TASK INSTRUCTIONS:
Your task is to copy all of the data exactly.

DATA FOR THIS TASK:
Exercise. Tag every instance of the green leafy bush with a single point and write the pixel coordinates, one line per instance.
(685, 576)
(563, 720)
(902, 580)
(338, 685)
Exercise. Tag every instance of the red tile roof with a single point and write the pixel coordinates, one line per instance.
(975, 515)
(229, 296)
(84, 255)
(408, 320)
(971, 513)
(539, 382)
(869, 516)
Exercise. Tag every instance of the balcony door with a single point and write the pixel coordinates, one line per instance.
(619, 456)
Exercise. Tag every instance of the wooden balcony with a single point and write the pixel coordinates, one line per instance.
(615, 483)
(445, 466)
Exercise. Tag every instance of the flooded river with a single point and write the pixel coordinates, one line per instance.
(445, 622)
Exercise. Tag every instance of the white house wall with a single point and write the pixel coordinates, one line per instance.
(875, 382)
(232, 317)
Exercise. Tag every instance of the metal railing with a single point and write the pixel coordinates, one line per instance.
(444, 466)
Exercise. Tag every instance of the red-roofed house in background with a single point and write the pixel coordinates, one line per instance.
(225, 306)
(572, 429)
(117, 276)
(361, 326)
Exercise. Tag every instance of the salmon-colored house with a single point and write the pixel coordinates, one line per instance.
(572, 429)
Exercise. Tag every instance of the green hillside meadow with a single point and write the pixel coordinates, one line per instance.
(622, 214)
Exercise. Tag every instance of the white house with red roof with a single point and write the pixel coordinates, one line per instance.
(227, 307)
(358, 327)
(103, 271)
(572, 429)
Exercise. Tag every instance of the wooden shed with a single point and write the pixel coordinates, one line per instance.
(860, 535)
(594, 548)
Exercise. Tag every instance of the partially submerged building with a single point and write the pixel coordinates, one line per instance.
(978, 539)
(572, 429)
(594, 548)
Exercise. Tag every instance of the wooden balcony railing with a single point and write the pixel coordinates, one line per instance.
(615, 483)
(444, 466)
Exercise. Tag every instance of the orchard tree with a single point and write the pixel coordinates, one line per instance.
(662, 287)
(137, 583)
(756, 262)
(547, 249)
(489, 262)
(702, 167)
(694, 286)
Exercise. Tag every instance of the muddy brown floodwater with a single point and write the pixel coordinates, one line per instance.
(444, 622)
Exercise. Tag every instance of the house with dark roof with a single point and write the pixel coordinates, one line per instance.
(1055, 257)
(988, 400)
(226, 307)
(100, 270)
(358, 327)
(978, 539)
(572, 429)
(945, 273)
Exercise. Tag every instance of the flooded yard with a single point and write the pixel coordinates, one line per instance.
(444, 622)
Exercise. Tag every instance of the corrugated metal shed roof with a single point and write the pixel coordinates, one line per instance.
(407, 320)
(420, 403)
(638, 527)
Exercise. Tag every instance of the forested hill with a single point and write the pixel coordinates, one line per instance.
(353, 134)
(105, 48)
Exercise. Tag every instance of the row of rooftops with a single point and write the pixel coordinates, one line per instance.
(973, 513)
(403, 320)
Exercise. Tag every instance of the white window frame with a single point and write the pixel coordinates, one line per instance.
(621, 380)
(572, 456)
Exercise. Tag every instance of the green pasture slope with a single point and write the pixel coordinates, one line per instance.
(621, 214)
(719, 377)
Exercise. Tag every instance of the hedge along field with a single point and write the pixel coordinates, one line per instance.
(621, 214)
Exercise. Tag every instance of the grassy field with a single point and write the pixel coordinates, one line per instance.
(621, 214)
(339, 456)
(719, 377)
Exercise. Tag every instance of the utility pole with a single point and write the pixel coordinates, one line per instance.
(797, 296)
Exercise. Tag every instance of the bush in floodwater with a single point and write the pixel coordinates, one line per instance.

REPLY:
Exercise. Tag every instance of the green leafy bush with a single point and write the pixel coordinates, one line per instance.
(685, 576)
(563, 720)
(902, 580)
(338, 685)
Exercise. Tag every instance of the red tile roof with a single point and write the pixel coordinates, one line per instance.
(975, 515)
(229, 296)
(84, 255)
(408, 320)
(971, 513)
(539, 382)
(869, 516)
Exercise. Tag every instance of the balcony door with a single point and write the pixel coordinates, one line per instance.
(619, 456)
Exercise. Tag every instance of the wooden balcony with a single point and write the pixel coordinates, one line per instance.
(615, 483)
(445, 466)
Exercise. Tag every instance of the flooded river with a single point and write the pixel coordinates, one line per instance.
(445, 622)
Exercise. Tag every instance of the white house wall with a single point and write the pixel coordinates, one line per instance.
(875, 382)
(232, 317)
Exercise. Tag every instance of the metal railing with a single point and write the pixel coordinates, one line per instance.
(444, 466)
Exercise. Tag every instance of the red-roofed house in background with a single point and write the pixel coordinates, one line per instance.
(225, 306)
(572, 429)
(117, 276)
(361, 326)
Exercise. Tag every instance of the salmon-colored house with a single point and write the pixel coordinates, one line per instance.
(572, 429)
Exercise. Tag every instance of the green hillside meadow with a single point and write the pixel coordinates, one line per instance.
(622, 214)
Exercise. Tag every instance of the white house with red roof with a single point and write the pixel coordinates, one line per instance.
(227, 307)
(358, 327)
(103, 271)
(572, 429)
Exercise. Tag every instance of the wooden shed with a single point and write the pixel coordinates, one line per instance.
(860, 535)
(594, 548)
Exercise. Tag every instance of the partially submerged building with a single point and write the pixel coordinates, one line per instance.
(978, 539)
(572, 429)
(594, 548)
Exercise. Tag every instance of the wooden balcony railing with a single point and write the pixel coordinates, one line per instance.
(615, 483)
(444, 466)
Exercise. Tag every instance of the orchard tree with a single point and write the pixel coordinates, one line per instance.
(662, 287)
(137, 583)
(756, 262)
(547, 249)
(489, 262)
(702, 167)
(694, 286)
Exercise. Tag every instance of the muddy brown floodwater with a single point and write the pixel coordinates, one line per instance.
(444, 622)
Exercise. Tag every instance of the house with dark roof with a single point and write the pixel coordinates, one line per instance.
(1055, 257)
(988, 400)
(226, 307)
(100, 270)
(358, 327)
(978, 539)
(572, 429)
(945, 273)
Exercise. Tag every instance of the flooded yard with a single point and write the pixel coordinates, one line per instance.
(444, 622)
Exercise. Tag every instance of the corrugated metal shed roof with a single point and write the pixel coordinates, one line per instance.
(407, 320)
(420, 403)
(638, 527)
Exercise. Tag every instance of the forested hill with a single point and write the pixel coordinates, one line per instance.
(353, 134)
(105, 48)
Exercise. Tag every instance of the row of rooftops with a single point and write the pixel coordinates, one line per instance.
(973, 513)
(403, 320)
Exercise. Tag every instance of the white window frame with a single point and write the pixel coordinates, one line per instance.
(621, 380)
(572, 456)
Exercise. Tag every instance of the green pasture slope with a single point and write the pixel coordinates, one line per instance.
(621, 214)
(719, 377)
Exercise. Tag every instance of the hedge along field with a single point and write the pixel coordinates, one line per instance.
(621, 214)
Exercise. Tag every instance of the grassy field with a single point and write the pixel coordinates, one line per instance.
(621, 214)
(339, 456)
(719, 377)
Exercise. Tag every instance of the utility pole with a single point and write the pixel coordinates, one line per instance.
(797, 296)
Exercise. Tag every instance of the bush in floodwater with a single point and write the pixel coordinates, one line per instance.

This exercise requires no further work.